AI companies have poured more than $20 million into a New York Democratic primary race that could shape what artificial intelligence policies the federal government ultimately adopts. The race in a Manhattan congressional district pits state Assemblyman and AI safety advocate Alex Bores against fellow Assemblyman Micah Lasher and John F. Kennedy grandson Jack Schlossberg.

Two major super PACs affiliated with AI companies are facing off in New York’s 12 congressional district — the only congressional race so far where both groups are involved.

Leading the Future, whose backers include venture capital firm Andreessen Horowitz, Open AI co-founder Greg Brockman, and AI software company Perplexity, spent $8 million opposing Bores, who was a driving force in the state passing legislation requiring safety and security regulation for powerful AI models.

Countering that spending is Public First Action, which has gotten $20 million from Anthropic. The group has supported Bores to the tune of $11 million, according to Federal Election Commission data reviewed by CNBC on Monday.

Public First Action is an arm of Americans for Responsible Innovation, an AI safety group. Its president, Brad Carson, said while the group doesn’t reveal its donors, it has gotten support from employees at major AI companies he described as “mid-level people who are very scared about where the technology is going.”

The massive spending in one House race has become a proxy battle for the future of AI regulation in the U.S. and how heavy of a hand government should take as the industry grows and AI gains a broader foothold in society.

Leading the Future supports lighter guardrails around the burgeoning AI industry than Public First Action does.

Leading the Future’s co-leader Josh Vlasto, said in a statement to CNBC that the PAC “supports passing a national regulatory framework for AI that creates jobs for American workers, helps America win the race against China, and includes strong guardrails that protects the safety of kids, users, and communities.”

When the PAC was founded in August, it said it would “oppose policies that stifle innovation, enable China to gain global AI superiority, or make it harder to bring AI’s benefits into the world.”

Meanwhile, Public First Action is advocating for more restrictions not only on the outcomes of AI models, but also on how they are created.

RECORDS
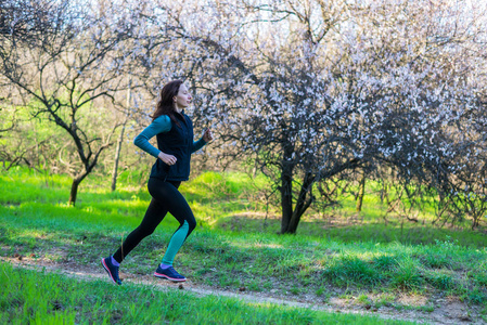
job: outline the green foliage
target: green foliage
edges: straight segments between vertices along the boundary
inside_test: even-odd
[[[93,179],[80,193],[79,204],[69,207],[62,200],[67,180],[16,169],[0,176],[1,256],[98,265],[100,257],[112,253],[140,223],[150,202],[145,191],[130,183],[121,182],[119,190],[111,192],[110,182]],[[355,227],[343,225],[330,236],[318,232],[326,229],[317,226],[317,220],[305,219],[298,235],[277,235],[272,222],[279,220],[269,218],[264,227],[262,219],[248,213],[261,213],[265,205],[256,208],[246,198],[259,191],[246,174],[204,173],[181,191],[194,207],[198,225],[175,262],[195,284],[296,296],[311,292],[323,299],[332,290],[347,295],[379,290],[393,297],[398,291],[446,291],[472,303],[487,303],[487,250],[480,247],[485,242],[477,232],[425,226],[428,236],[415,233],[419,244],[408,244],[370,236],[376,223],[360,225],[362,232],[359,226],[349,231]],[[239,223],[232,217],[236,214]],[[166,217],[124,261],[124,271],[152,273],[177,226],[174,218]],[[395,229],[388,224],[383,230],[394,233]],[[460,236],[462,240],[457,240]],[[389,298],[384,301],[394,304]],[[373,301],[373,306],[381,303]]]

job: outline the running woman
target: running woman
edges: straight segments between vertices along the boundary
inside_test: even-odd
[[[192,99],[181,80],[165,84],[161,91],[161,101],[151,116],[152,123],[133,140],[137,146],[157,160],[152,166],[148,182],[152,200],[142,222],[113,256],[102,259],[102,265],[110,278],[118,285],[121,284],[118,277],[121,261],[143,238],[154,232],[167,212],[178,220],[179,227],[172,234],[154,276],[172,282],[185,281],[185,277],[172,268],[172,261],[196,226],[196,220],[178,187],[182,181],[189,179],[191,154],[213,140],[212,131],[207,129],[198,141],[193,142],[193,123],[184,114],[184,108],[191,105]],[[158,148],[149,143],[153,136],[157,139]]]

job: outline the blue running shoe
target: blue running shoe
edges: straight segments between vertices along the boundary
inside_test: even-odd
[[[170,266],[167,269],[161,269],[161,265],[157,266],[157,270],[154,272],[155,277],[163,277],[170,280],[172,282],[184,282],[185,277],[176,272],[175,268]]]
[[[121,280],[118,277],[118,266],[112,264],[112,258],[102,259],[103,269],[108,273],[110,278],[117,285],[121,285]]]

QUESTIONS TO ANSWER
- A) In the article on AI money in the New York primary, how much has Public First Action spent supporting Alex Bores?
- B) Reproduce the article on AI money in the New York primary word for word, from "Countering that spending" up to and including "CNBC on Monday.".
- C) Carry on the article on AI money in the New York primary from the point where it stops.

RESULTS IN ORDER
- A) $11 million.

- B)
Countering that spending is Public First Action, which has gotten $20 million from Anthropic. The group has supported Bores to the tune of $11 million, according to Federal Election Commission data reviewed by CNBC on Monday.

- C)
“Safety should be designed into the AI models,” Carson said. “Regulating the outputs long, long, long after said problem has arisen does very little justice to the people who are harmed by the AI.”

That aligns with Bores’ view that while AI can be a positive development, it needs to have limits.

“Regulation is not going to be the reason we win or lose this race versus China,” Bores, an engineer and computer scientist who previously worked at Palantir, told CNBC Monday as he campaigned outside a subway stop. “We can invest in AI that’s meant to help doctors diagnose disease without encouraging the AI that’s helping healthcare deny claims. We can get the best of both worlds.”

While Leading the Future and Public First Action are the two biggest AI PACs so far in the midterm elections, they aren’t the only AI groups spending in the race. Several smaller PACs, many with connections to AI companies or Silicon Valley have sprung up on the “pro-regulation” side.

Ripple co-founder Chris Larsen gave $3 million in support of Bores through his not-so-subtly named PAC, You Can Push Back.

Anthropic‘s Dan Ziegler donated heavily to another super PAC DREAM NYC, which ran an ad saying Bores will “stand up to Trump’s billionaire allies.” President Donald Trump earlier in June signed an executive order asking AI companies to voluntarily provide models to the federal government to assess their capabilities ahead of a full release.

Another PAC, Guardrails Alliance, has only spent about $258,000 in the race, but aims to give voice to OpenAI employees who are worried about the political spending of some of the company’s executives.

Because the district leans heavily Democratic, whoever wins the primary is all but guaranteed to be sworn into Congress next year. Bores is one of eight candidates vying for the seat. Recent polling shows him neck-and-neck with Lasher, and Schlossberg is another serious contender. George Conway, a lawyer who was previously married to former Trump adviser Kellyanne Conway, is also running.

If Bores loses, it might not be a complete victory for the less-regulation crowd. Lasher might not have led on New York’s AI regulatory bill the way Bores did, but he voted to approve it in the state Assembly, and his website states that the country “can’t leave it up to Big Tech to regulate itself.”